DocketNumber: 74-2463
Citation Numbers: 525 F.2d 281
Judges: Barnes, Kilkenny, Goodwin
Filed Date: 1/16/1976
Status: Precedential
Modified Date: 10/19/2024
525 F.2d 281
1975-2 Trade Cases 60,578
FOREMOST INTERNATIONAL TOURS, INC., Plaintiffs-Appellee,
v.
QANTAS AIRWAYS LIMITED, Doe One through Doe Ten, Inclusive,
Defendants-Appellants.
No. 74-2463.
United States Court of Appeals, Ninth Circuit.
Oct. 22, 1975.
Rehearing and Rehearing En Banc Denied Jan. 16, 1976.
George N. Tompkins, Jr., New York City (argued), of Condon & Forsyth, New York City, for defendants-appellants.
Kevin B. Hughes (argued), Honolulu, Hawaii, for plaintiff-appellee.OPINION
Before BARNES, KILKENNY and GOODWIN, Circuit Judges.
BARNES, Senior Circuit Judge.

EXERCISES:
1 - Reproduce the case header between "DocketNumber: 74-2463" and "Appeals, Ninth Circuit.", inclusive.
2 - Shorten the line of the case header that begins "George N. Tompkins, Jr.", keeping its main facts.
The listing has no connection to the case header.

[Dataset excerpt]
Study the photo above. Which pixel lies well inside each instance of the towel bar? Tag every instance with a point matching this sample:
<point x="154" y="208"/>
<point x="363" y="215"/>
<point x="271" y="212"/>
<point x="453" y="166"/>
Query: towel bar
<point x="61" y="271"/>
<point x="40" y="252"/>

OUTPUTS FOR THE TASKS:
1 -
DocketNumber: 74-2463
Citation Numbers: 525 F.2d 281
Judges: Barnes, Kilkenny, Goodwin
Filed Date: 1/16/1976
Status: Precedential
Modified Date: 10/19/2024
525 F.2d 281
1975-2 Trade Cases 60,578
FOREMOST INTERNATIONAL TOURS, INC., Plaintiffs-Appellee,
v.
QANTAS AIRWAYS LIMITED, Doe One through Doe Ten, Inclusive,
Defendants-Appellants.
No. 74-2463.
United States Court of Appeals, Ninth Circuit.

2 - George N. Tompkins, Jr., of Condon & Forsyth in New York City, argued for the defendants-appellants.